Given instruction: Find every line in the listing below that contains the word "bare" and copy each one out in full.

Records for the exercise:
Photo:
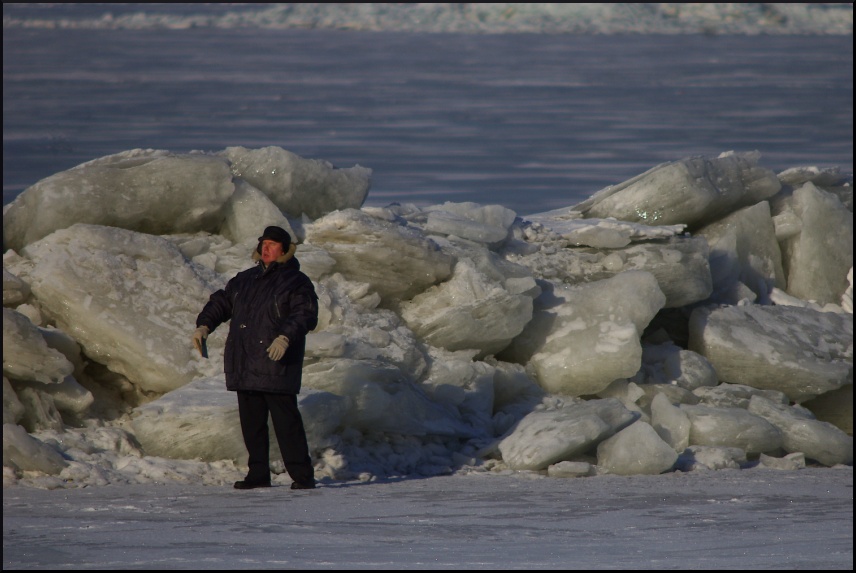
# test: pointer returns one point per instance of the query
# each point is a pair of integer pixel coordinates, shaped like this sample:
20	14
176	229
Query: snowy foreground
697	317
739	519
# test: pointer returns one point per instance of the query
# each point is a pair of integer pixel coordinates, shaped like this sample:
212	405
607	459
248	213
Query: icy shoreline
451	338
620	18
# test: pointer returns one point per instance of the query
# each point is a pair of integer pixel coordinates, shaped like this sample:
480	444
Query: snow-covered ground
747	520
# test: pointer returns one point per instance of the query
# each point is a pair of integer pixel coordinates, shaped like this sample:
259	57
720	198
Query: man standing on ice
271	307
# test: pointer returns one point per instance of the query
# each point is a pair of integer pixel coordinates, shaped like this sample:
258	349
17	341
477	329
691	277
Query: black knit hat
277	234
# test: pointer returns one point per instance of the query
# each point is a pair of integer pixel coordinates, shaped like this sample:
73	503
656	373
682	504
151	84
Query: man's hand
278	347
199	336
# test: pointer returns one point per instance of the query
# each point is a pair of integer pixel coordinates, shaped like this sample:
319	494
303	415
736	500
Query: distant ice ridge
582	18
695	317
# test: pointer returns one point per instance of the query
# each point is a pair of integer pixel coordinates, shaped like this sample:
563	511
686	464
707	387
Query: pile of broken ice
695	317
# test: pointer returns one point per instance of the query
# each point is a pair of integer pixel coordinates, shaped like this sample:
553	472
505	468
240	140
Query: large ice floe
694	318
...
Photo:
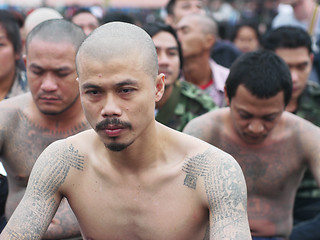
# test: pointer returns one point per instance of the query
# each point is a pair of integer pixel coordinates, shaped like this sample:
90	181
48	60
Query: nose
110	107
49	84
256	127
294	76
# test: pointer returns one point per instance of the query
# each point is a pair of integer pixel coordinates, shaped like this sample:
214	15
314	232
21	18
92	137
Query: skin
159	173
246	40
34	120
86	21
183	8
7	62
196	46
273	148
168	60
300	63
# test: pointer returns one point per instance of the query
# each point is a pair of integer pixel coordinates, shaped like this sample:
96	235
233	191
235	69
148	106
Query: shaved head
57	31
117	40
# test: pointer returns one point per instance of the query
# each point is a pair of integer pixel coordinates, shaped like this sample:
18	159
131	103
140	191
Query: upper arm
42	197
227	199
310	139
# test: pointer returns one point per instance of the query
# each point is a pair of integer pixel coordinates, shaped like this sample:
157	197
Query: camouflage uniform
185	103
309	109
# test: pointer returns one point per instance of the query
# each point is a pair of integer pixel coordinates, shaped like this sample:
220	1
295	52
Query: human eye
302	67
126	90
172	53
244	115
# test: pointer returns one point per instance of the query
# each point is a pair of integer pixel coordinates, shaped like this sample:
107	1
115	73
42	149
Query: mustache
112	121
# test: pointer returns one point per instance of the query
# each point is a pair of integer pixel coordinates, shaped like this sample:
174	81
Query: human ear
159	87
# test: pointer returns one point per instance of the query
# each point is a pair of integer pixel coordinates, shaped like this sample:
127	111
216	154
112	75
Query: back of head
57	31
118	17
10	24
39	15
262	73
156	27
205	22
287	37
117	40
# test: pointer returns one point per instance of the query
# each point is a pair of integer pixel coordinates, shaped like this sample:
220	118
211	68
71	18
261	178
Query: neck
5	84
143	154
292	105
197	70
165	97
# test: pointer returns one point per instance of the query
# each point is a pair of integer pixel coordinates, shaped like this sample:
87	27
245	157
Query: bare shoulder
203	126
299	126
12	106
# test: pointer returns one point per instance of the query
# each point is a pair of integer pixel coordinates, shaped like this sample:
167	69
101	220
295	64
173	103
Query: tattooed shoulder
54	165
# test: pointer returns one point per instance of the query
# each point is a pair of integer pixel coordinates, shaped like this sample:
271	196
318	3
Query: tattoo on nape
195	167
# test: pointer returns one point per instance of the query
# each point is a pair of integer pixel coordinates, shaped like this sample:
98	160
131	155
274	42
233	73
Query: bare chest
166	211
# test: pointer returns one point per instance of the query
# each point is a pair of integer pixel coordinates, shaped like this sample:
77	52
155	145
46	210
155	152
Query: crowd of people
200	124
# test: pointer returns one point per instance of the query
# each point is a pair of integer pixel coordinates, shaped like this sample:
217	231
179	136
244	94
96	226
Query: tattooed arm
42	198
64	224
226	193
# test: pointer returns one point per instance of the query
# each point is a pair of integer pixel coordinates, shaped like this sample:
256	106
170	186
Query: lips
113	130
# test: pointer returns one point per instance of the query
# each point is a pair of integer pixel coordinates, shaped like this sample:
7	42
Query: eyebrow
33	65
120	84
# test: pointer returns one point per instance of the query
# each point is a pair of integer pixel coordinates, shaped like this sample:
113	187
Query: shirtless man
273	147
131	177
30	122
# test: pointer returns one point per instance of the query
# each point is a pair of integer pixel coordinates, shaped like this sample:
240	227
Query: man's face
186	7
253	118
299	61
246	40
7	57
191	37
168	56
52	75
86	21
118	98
* * *
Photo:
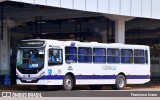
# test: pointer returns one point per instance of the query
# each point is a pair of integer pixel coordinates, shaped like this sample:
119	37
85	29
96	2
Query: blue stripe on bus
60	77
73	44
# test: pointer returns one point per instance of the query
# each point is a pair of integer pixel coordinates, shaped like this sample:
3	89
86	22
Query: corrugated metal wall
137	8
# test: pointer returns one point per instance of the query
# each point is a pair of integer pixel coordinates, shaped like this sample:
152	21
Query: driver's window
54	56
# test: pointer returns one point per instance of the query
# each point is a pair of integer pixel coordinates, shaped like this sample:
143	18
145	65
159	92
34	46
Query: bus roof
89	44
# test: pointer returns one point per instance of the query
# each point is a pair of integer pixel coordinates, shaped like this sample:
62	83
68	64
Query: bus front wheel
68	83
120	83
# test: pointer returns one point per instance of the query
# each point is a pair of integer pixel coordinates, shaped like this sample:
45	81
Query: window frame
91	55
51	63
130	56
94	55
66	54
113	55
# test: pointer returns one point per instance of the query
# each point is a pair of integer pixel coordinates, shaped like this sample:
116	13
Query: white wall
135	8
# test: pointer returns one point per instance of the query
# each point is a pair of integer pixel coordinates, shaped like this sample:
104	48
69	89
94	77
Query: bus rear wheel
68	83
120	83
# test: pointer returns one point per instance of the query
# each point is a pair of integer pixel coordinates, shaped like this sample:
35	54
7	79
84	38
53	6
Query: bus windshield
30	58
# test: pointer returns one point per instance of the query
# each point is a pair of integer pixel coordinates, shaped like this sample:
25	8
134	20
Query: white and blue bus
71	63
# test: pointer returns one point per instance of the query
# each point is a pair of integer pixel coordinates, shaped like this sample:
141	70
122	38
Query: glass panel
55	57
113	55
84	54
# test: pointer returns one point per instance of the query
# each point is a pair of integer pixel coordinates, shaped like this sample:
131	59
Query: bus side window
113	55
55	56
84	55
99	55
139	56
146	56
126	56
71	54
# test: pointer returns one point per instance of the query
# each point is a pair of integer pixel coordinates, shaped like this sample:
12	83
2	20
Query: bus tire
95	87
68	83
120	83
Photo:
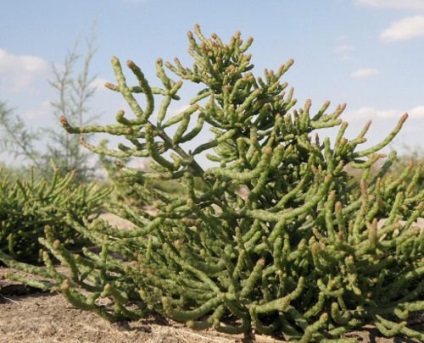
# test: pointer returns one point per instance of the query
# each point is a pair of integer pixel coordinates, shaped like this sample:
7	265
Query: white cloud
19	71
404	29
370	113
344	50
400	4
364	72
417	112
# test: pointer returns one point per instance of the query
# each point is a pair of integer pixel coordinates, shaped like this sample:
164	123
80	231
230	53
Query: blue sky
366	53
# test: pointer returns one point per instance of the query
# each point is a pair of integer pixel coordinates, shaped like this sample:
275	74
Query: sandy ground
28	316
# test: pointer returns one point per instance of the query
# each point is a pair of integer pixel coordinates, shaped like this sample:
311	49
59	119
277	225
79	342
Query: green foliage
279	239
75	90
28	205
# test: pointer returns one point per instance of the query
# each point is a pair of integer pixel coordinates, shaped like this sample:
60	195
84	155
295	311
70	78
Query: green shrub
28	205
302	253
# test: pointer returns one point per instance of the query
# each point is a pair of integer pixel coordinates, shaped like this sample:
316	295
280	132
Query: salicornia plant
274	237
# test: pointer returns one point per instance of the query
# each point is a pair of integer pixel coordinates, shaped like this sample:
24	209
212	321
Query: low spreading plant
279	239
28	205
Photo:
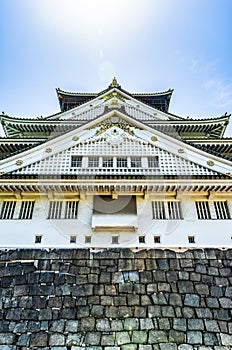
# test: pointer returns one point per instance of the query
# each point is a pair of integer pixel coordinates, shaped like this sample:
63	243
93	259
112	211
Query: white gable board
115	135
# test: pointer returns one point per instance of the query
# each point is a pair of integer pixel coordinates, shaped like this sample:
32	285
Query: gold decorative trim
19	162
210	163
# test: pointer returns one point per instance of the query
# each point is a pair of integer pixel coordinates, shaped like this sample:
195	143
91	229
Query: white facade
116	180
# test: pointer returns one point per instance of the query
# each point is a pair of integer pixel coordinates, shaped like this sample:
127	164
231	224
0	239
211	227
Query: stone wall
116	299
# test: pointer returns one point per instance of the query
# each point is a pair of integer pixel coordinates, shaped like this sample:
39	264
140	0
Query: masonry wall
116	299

Completed exercise:
Query: bare shoulder
Query: bare chest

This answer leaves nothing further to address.